⟨

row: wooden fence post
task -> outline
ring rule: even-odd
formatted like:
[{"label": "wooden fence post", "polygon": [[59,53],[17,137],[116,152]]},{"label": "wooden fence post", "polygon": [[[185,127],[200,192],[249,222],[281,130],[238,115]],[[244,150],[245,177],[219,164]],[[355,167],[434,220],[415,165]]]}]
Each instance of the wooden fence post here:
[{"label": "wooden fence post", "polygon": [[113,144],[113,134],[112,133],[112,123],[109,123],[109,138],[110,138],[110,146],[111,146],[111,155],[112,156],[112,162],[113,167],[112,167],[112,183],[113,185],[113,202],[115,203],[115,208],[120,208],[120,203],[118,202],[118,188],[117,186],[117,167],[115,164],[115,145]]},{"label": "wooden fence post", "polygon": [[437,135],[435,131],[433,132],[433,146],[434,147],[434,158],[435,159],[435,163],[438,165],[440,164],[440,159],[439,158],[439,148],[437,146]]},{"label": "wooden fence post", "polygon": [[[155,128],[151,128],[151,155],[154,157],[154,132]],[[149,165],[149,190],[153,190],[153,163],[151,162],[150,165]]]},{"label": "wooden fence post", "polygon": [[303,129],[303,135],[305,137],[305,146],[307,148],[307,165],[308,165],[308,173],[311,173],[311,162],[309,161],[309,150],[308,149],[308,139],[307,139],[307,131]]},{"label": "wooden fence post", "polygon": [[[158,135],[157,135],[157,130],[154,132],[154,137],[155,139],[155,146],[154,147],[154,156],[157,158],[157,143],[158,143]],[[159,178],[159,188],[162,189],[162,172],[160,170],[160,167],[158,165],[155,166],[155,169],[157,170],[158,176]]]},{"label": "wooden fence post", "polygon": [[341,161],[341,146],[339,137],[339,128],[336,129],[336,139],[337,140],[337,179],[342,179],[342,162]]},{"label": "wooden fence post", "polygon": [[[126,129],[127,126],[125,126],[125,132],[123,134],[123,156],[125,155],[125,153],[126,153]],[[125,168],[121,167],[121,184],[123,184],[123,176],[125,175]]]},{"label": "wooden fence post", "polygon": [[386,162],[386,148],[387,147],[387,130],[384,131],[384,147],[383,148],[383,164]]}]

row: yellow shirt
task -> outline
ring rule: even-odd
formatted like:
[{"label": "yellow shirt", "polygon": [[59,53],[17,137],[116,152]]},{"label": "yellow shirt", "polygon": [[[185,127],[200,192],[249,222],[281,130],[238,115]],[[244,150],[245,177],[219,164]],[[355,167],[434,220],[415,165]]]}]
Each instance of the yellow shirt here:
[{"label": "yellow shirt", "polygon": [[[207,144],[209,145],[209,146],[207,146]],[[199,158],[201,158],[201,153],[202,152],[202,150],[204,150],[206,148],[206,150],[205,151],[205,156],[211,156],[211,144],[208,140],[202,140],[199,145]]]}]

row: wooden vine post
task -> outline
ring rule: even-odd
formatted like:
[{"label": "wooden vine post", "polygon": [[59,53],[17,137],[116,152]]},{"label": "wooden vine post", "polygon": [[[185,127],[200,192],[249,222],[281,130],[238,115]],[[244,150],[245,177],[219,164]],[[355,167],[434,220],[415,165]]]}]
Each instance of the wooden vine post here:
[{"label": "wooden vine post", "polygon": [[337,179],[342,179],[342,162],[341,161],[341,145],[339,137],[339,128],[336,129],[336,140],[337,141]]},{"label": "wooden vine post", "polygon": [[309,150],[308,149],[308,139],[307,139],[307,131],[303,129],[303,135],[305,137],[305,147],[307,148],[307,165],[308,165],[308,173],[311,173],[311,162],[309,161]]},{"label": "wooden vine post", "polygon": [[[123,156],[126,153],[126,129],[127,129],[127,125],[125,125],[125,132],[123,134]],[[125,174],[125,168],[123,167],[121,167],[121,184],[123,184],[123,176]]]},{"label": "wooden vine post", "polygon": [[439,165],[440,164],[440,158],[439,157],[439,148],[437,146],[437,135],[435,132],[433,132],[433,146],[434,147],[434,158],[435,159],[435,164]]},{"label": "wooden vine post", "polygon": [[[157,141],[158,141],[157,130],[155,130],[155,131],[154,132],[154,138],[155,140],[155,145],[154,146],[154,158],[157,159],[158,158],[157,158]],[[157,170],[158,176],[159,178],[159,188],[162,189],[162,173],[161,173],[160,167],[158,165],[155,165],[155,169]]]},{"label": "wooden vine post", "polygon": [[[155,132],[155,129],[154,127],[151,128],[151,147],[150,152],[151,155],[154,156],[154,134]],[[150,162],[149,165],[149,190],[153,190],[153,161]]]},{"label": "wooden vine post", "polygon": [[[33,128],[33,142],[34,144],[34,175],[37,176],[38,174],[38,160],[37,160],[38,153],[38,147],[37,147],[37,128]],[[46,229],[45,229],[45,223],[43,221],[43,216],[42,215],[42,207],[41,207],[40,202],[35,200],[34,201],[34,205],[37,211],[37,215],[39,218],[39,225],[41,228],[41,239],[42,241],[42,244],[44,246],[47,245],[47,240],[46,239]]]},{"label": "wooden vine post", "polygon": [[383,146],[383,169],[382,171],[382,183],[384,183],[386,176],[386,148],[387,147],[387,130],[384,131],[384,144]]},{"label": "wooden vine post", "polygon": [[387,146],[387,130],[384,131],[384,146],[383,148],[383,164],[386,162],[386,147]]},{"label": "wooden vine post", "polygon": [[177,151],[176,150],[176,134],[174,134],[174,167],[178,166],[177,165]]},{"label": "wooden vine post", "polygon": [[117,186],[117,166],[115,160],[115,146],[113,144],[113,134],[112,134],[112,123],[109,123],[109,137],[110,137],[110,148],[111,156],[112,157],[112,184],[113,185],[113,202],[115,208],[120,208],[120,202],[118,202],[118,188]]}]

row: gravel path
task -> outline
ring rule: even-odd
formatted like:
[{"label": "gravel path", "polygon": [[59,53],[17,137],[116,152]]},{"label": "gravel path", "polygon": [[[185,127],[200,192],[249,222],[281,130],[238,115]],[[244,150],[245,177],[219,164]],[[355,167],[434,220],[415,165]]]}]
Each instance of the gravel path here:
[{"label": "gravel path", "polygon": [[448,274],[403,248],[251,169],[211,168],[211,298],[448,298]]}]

⟩

• **Stated task**
Rewrite every line of all the records above as a numbered list, leaving out the blank lines.

• **Expected answer**
1. row: wooden fence post
2. task -> outline
3. ring rule: even-odd
4. formatted like:
5. [{"label": "wooden fence post", "polygon": [[59,53],[17,137],[116,152]]},{"label": "wooden fence post", "polygon": [[[185,127],[200,192],[249,222],[281,130],[238,115]],[[244,150],[245,177],[219,164]],[[355,167],[434,220],[415,165]]]}]
6. Each instance of the wooden fence post here:
7. [{"label": "wooden fence post", "polygon": [[113,144],[113,134],[112,133],[112,123],[109,123],[109,138],[110,138],[110,146],[111,146],[111,155],[112,156],[112,162],[113,167],[112,167],[112,183],[113,185],[113,202],[115,203],[115,208],[120,208],[120,203],[118,202],[118,188],[117,186],[117,167],[115,164],[115,145]]},{"label": "wooden fence post", "polygon": [[437,135],[435,131],[433,132],[433,146],[434,147],[434,158],[435,159],[435,163],[438,165],[440,164],[440,159],[439,158],[439,148],[437,146]]},{"label": "wooden fence post", "polygon": [[[155,128],[151,128],[151,155],[154,157],[154,132]],[[149,165],[149,190],[153,190],[153,163],[151,162],[150,165]]]},{"label": "wooden fence post", "polygon": [[303,129],[303,135],[305,137],[305,146],[307,148],[307,165],[308,165],[308,173],[311,173],[311,162],[309,161],[309,150],[308,149],[308,139],[307,139],[307,131]]},{"label": "wooden fence post", "polygon": [[[158,135],[157,135],[157,130],[154,132],[154,137],[155,139],[155,146],[154,147],[154,156],[157,158],[157,143],[158,143]],[[159,178],[159,188],[162,189],[162,172],[160,170],[160,167],[158,165],[155,166],[155,169],[157,170],[158,176]]]},{"label": "wooden fence post", "polygon": [[341,161],[341,146],[339,137],[339,128],[336,129],[336,139],[337,140],[337,179],[342,179],[342,162]]},{"label": "wooden fence post", "polygon": [[[126,129],[127,126],[125,126],[125,132],[123,134],[123,156],[125,155],[125,153],[126,153]],[[125,168],[121,167],[121,184],[123,184],[123,176],[125,175]]]},{"label": "wooden fence post", "polygon": [[386,162],[386,148],[387,147],[387,130],[384,131],[384,147],[383,148],[383,164]]}]
8. row: yellow shirt
9. task -> outline
10. ring rule: even-odd
11. formatted like:
12. [{"label": "yellow shirt", "polygon": [[59,53],[17,137],[116,152]]},{"label": "yellow shirt", "polygon": [[[185,127],[200,192],[249,222],[281,130],[238,115]],[[244,150],[245,177],[219,164]],[[355,167],[434,220],[415,165]]]}]
13. Each instance of the yellow shirt here:
14. [{"label": "yellow shirt", "polygon": [[[207,144],[209,145],[209,146],[207,146]],[[199,158],[201,158],[201,153],[202,152],[202,150],[204,150],[206,148],[206,150],[205,151],[205,156],[211,156],[211,144],[208,140],[202,140],[199,145]]]}]
15. row: wooden vine post
16. task -> outline
17. ring rule: even-odd
18. formatted like:
19. [{"label": "wooden vine post", "polygon": [[59,53],[17,137],[116,152]]},{"label": "wooden vine post", "polygon": [[[185,127],[200,192],[249,222],[281,130],[238,115]],[[244,150],[245,177],[219,164]],[[355,167],[434,220],[415,165]]]}]
20. Each instance of the wooden vine post here:
21. [{"label": "wooden vine post", "polygon": [[337,179],[342,179],[342,162],[341,161],[341,145],[339,137],[339,128],[336,129],[336,140],[337,141]]},{"label": "wooden vine post", "polygon": [[309,150],[308,149],[308,139],[307,139],[307,131],[303,129],[303,135],[305,137],[305,147],[307,148],[307,165],[308,165],[308,173],[311,173],[311,162],[309,161]]},{"label": "wooden vine post", "polygon": [[[123,156],[126,153],[126,129],[127,129],[127,125],[125,125],[125,132],[123,134]],[[125,174],[125,168],[123,167],[121,167],[121,184],[123,184],[123,176]]]},{"label": "wooden vine post", "polygon": [[439,165],[440,164],[440,158],[439,157],[439,148],[437,146],[437,135],[435,132],[433,132],[433,146],[434,147],[434,158],[435,159],[435,164]]},{"label": "wooden vine post", "polygon": [[[157,141],[158,141],[157,130],[155,130],[155,131],[154,132],[154,138],[155,140],[155,145],[154,146],[154,158],[157,159],[158,158],[157,158]],[[157,170],[158,176],[159,178],[159,188],[162,189],[162,173],[161,173],[160,167],[158,165],[155,165],[155,169]]]},{"label": "wooden vine post", "polygon": [[[155,132],[155,129],[154,127],[151,128],[151,147],[150,152],[151,155],[154,156],[154,134]],[[150,162],[149,165],[149,190],[153,190],[153,161]]]},{"label": "wooden vine post", "polygon": [[[33,128],[33,142],[34,144],[34,175],[37,176],[38,174],[38,160],[37,160],[38,153],[38,147],[37,147],[37,128]],[[46,229],[45,229],[45,223],[43,221],[43,216],[42,215],[42,207],[41,207],[40,202],[35,200],[34,201],[34,205],[37,211],[37,215],[39,218],[39,225],[41,228],[41,239],[42,241],[42,244],[44,246],[47,245],[47,240],[46,239]]]},{"label": "wooden vine post", "polygon": [[383,146],[383,169],[382,171],[382,183],[384,183],[386,176],[386,148],[387,147],[387,130],[384,131],[384,144]]},{"label": "wooden vine post", "polygon": [[387,146],[387,130],[384,131],[384,146],[383,148],[383,164],[386,162],[386,147]]},{"label": "wooden vine post", "polygon": [[177,151],[176,150],[176,134],[174,134],[174,167],[178,166],[177,165]]},{"label": "wooden vine post", "polygon": [[117,186],[117,166],[115,160],[115,146],[113,144],[113,134],[112,134],[112,123],[109,123],[109,137],[110,137],[110,148],[111,156],[112,157],[112,184],[113,185],[113,202],[115,208],[120,208],[120,202],[118,202],[118,188]]}]
22. row: gravel path
23. task -> outline
24. ring rule: even-odd
25. formatted like:
26. [{"label": "gravel path", "polygon": [[59,53],[17,137],[116,152]]},{"label": "gravel path", "polygon": [[[185,127],[200,192],[249,222],[281,130],[238,115]],[[244,150],[245,177],[219,164]],[[355,167],[434,220],[415,165]]]}]
27. Each instance of the gravel path here:
28. [{"label": "gravel path", "polygon": [[448,274],[403,248],[251,169],[211,168],[211,298],[448,298]]}]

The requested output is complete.